TEXT SHOWN:
"""
This document describes the basics of Airflow scheduling. If your project involves multiple people, multiple workflows, or it is becoming business-critical, check out the section around coordinating larger Metaflow projects.
Pushing a flow to production
Let's use the flow from the section about parameters as an example:
from metaflow import FlowSpec, Parameter, step
class ParameterFlow(FlowSpec):
alpha = Parameter('alpha',
help='Learning rate',
default=0.01)
@step
def start(self):
print('alpha is %f' % self.alpha)
self.next(self.end)
@step
def end(self):
print('alpha is still %f' % self.alpha)
if __name__ == '__main__':
ParameterFlow()
Save this script to a file parameter_flow.py
. To deploy a version to Airflow, simply
run
python parameter_flow.py --with retry airflow create parameter_dag.py
This command takes a snapshot of your code in the working directory, as well as the
version of Metaflow used, and creates an Airflow DAG in parameter_dag.py
for
scheduling on Airflow. You should deploy parameter_dag.py
to your Airflow instance
like you would do with any other user-written DAG.
Metaflow automatically maps the Parameters of your flow to corresponding parameters on Airflow. You can execute your Metaflow flow deployed on Airflow like any other Airflow DAG - seamlessly getting all the benefits of Airflow alongside all the benefits of Metaflow.
"""
[Coordinate annotation rows]
"""
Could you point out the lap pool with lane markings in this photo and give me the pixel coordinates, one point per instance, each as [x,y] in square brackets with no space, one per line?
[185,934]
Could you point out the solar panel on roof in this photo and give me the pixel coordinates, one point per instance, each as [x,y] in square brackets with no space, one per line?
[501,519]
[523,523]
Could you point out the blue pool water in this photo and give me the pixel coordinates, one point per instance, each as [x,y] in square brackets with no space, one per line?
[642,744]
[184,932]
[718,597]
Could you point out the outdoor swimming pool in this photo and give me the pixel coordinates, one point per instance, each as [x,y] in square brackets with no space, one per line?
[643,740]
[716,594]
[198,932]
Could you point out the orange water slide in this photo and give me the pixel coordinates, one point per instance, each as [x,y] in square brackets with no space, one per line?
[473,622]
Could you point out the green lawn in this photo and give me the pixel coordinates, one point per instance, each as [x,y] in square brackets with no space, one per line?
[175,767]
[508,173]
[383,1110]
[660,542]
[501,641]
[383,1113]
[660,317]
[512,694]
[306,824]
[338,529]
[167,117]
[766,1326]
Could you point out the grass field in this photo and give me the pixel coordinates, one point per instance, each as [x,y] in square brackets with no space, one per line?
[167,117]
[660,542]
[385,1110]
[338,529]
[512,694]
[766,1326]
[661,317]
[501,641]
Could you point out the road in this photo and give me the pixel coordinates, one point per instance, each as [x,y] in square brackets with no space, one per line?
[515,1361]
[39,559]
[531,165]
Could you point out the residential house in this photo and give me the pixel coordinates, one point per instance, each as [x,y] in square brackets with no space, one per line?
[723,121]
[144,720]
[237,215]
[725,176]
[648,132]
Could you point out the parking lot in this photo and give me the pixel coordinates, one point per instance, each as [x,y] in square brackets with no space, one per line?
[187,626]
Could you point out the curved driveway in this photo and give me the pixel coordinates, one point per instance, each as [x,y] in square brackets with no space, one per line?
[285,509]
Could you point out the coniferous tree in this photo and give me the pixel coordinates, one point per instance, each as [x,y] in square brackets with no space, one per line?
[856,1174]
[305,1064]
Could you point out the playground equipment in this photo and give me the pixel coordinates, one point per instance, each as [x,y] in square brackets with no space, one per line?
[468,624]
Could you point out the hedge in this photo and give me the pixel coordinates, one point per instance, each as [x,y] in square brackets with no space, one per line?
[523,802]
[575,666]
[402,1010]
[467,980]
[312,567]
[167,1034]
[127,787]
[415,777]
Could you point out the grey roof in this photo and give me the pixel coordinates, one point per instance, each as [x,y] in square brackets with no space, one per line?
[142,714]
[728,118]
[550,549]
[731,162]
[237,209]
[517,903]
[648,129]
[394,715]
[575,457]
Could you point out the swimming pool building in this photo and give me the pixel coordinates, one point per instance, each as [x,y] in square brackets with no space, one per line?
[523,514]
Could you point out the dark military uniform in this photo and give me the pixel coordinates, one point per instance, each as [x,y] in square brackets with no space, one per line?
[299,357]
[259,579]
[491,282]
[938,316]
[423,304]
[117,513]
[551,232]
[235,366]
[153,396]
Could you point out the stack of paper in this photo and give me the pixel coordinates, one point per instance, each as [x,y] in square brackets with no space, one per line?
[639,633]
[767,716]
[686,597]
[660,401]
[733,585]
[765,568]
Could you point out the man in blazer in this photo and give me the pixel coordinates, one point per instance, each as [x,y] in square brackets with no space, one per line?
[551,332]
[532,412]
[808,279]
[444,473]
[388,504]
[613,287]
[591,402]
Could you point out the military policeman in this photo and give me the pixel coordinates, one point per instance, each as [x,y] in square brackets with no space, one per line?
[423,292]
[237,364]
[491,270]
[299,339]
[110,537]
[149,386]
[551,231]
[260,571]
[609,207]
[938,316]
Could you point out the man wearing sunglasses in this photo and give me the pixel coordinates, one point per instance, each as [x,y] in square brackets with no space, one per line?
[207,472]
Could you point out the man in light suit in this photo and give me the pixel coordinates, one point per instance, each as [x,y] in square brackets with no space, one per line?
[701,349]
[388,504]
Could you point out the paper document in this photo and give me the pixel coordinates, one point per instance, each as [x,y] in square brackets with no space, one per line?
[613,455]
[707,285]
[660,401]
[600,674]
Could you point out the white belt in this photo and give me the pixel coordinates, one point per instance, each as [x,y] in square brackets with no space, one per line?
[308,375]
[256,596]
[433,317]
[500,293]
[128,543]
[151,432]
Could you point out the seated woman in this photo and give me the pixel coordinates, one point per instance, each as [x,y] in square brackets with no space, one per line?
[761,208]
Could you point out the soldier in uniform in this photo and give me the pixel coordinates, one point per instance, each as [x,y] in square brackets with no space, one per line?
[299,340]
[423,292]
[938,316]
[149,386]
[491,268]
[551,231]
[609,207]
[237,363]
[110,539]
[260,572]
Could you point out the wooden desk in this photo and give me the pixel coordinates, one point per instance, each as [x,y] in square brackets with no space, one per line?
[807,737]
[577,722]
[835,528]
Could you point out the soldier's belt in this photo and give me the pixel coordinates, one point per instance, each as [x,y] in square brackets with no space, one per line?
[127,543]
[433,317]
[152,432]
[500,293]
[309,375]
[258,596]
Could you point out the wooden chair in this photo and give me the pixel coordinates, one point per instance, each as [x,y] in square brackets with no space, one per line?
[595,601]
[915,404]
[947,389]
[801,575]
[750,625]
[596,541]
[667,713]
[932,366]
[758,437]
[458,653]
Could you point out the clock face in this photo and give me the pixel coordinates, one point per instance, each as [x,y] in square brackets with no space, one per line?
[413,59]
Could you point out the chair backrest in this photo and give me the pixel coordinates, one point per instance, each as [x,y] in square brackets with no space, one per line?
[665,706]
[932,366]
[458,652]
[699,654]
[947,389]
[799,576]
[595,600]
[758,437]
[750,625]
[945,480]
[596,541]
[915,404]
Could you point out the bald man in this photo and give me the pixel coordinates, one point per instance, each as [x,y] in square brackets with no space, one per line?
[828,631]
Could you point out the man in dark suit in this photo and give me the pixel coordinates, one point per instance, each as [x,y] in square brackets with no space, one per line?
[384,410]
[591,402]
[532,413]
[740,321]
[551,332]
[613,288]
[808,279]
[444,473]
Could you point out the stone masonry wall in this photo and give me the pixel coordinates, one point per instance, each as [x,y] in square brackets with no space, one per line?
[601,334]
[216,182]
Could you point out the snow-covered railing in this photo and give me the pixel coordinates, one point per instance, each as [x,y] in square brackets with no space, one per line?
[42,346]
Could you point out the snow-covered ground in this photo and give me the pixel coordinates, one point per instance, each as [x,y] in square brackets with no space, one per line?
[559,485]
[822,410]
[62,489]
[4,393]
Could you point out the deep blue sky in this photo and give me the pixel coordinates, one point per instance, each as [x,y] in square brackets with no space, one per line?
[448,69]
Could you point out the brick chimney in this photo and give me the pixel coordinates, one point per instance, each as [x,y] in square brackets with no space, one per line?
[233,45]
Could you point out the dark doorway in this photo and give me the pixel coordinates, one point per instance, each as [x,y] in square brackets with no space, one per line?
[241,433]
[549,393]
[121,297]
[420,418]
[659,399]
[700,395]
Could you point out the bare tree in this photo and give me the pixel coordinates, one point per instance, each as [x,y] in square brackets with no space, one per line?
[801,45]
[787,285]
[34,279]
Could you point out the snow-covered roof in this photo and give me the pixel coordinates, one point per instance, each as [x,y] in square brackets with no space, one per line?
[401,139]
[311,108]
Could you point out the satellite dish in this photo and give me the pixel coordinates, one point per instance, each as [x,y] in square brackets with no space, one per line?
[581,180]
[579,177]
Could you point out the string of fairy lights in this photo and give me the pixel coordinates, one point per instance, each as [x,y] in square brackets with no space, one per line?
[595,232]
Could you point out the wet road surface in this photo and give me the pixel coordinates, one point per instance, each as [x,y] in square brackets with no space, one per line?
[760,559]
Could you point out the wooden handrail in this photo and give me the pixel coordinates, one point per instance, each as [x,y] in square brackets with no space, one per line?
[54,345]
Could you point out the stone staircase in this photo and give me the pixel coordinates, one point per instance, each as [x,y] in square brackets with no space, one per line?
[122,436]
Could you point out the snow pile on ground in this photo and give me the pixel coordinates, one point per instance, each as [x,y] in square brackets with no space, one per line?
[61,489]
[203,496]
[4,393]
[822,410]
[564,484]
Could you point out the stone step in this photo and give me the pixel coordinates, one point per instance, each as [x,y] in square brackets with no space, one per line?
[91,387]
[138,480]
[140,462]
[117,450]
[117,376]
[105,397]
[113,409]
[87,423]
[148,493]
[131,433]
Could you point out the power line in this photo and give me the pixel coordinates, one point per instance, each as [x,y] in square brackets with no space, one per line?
"""
TO-DO LIST:
**A)** Copy the stretch of the Airflow scheduling text from "This document describes" through "default=0.01)".
**B)** Report every line of the rows that contains the string "blue", with case counting.
The Airflow scheduling text and the rows come from unrelated sources.

RESULTS BY TASK:
**A)**
This document describes the basics of Airflow scheduling. If your project involves multiple people, multiple workflows, or it is becoming business-critical, check out the section around coordinating larger Metaflow projects.
Pushing a flow to production
Let's use the flow from the section about parameters as an example:
from metaflow import FlowSpec, Parameter, step
class ParameterFlow(FlowSpec):
alpha = Parameter('alpha',
help='Learning rate',
default=0.01)

**B)**
Could you point out the blue pool water in this photo and give me the pixel coordinates, one point per instance, each as [x,y] in square brackets with no space, one per line?
Could you point out the deep blue sky in this photo and give me the pixel coordinates, one point per instance, each as [x,y] in square brackets with no space, one per line?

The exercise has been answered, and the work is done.